#### Dataset excerpts ####

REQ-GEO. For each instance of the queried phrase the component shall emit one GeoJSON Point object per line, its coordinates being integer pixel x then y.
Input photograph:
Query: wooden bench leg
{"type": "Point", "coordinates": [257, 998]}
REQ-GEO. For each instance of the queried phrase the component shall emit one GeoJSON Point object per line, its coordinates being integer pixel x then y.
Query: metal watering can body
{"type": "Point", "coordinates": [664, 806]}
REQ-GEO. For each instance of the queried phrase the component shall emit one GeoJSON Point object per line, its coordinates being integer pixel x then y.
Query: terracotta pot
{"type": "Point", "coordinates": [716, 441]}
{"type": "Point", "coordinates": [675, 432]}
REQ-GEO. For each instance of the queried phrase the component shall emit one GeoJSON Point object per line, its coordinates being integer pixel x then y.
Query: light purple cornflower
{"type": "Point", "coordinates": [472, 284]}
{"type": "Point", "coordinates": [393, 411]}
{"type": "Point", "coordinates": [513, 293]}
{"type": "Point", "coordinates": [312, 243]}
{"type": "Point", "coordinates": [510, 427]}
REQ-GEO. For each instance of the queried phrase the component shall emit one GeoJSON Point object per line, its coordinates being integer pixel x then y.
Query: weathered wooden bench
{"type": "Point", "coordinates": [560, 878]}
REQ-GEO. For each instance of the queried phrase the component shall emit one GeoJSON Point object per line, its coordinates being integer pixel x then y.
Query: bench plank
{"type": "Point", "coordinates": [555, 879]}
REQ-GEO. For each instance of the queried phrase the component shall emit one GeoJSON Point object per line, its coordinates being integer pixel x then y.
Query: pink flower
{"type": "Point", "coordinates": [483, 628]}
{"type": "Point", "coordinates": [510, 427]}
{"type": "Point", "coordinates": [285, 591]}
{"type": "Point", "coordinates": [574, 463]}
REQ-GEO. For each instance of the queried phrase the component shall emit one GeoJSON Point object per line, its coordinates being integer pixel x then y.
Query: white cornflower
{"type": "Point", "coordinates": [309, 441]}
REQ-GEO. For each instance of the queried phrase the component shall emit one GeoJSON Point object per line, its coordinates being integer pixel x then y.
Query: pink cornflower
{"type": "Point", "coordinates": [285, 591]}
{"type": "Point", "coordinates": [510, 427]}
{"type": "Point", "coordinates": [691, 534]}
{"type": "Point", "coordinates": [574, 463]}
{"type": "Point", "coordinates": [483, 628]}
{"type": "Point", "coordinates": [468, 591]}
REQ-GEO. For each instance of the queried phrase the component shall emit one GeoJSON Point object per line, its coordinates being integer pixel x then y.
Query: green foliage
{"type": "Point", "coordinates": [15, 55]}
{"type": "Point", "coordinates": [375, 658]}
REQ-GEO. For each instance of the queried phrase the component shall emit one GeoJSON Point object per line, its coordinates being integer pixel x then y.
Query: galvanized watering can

####

- [Work item] Reproduce all the records shown above, unchanged.

- [Answer to this problem]
REQ-GEO. For each instance of the queried phrase the component shall emit one GeoJSON Point object per line, its coordinates being integer pixel x then y.
Input photograph:
Query: wooden bench leg
{"type": "Point", "coordinates": [257, 998]}
REQ-GEO. For each instance of the queried phrase the component shall emit one GeoJSON Point object per line, its coordinates being integer pixel x then y.
Query: metal watering can body
{"type": "Point", "coordinates": [664, 806]}
REQ-GEO. For each instance of the queried phrase the component shall emit one GeoJSON Point object per line, its coordinates being integer pixel x then y.
Query: terracotta pot
{"type": "Point", "coordinates": [716, 441]}
{"type": "Point", "coordinates": [675, 432]}
REQ-GEO. For each instance of the queried phrase the component shall emit one GeoJSON Point object per line, its coordinates being integer pixel x then y.
Query: light purple cornflower
{"type": "Point", "coordinates": [472, 284]}
{"type": "Point", "coordinates": [393, 411]}
{"type": "Point", "coordinates": [513, 293]}
{"type": "Point", "coordinates": [312, 243]}
{"type": "Point", "coordinates": [510, 427]}
REQ-GEO. For each instance of the queried phrase the component shall emit one GeoJSON Point object per line, its coordinates being integer pixel x then y.
Query: weathered wooden bench
{"type": "Point", "coordinates": [560, 878]}
REQ-GEO. For each instance of the queried phrase the component shall emit one GeoJSON Point object per line, its coordinates being integer pixel x then y.
Query: bench plank
{"type": "Point", "coordinates": [555, 879]}
REQ-GEO. For each instance of the queried phrase the component shall emit one GeoJSON Point object per line, its coordinates being integer pixel x then y.
Query: pink flower
{"type": "Point", "coordinates": [483, 628]}
{"type": "Point", "coordinates": [510, 427]}
{"type": "Point", "coordinates": [285, 591]}
{"type": "Point", "coordinates": [574, 463]}
REQ-GEO. For each instance of the queried phrase the component shall emit one GeoJSON Point object per line, its coordinates being integer pixel x then y.
Query: white cornflower
{"type": "Point", "coordinates": [309, 441]}
REQ-GEO. For each instance of the queried phrase the component shall emit one GeoJSON Point object per line, its coordinates being integer pixel x then y.
Query: pink cornflower
{"type": "Point", "coordinates": [285, 591]}
{"type": "Point", "coordinates": [510, 427]}
{"type": "Point", "coordinates": [691, 534]}
{"type": "Point", "coordinates": [574, 463]}
{"type": "Point", "coordinates": [483, 628]}
{"type": "Point", "coordinates": [468, 591]}
REQ-GEO. For each instance of the queried phrase the component shall emit one GeoJSON Point object per line, its coordinates being integer pixel x then y.
Query: green foliage
{"type": "Point", "coordinates": [15, 55]}
{"type": "Point", "coordinates": [375, 658]}
REQ-GEO. For each instance of the queried phrase the component shall emit one GeoJSON Point object per line, its coordinates being integer pixel x then y.
Query: galvanized watering can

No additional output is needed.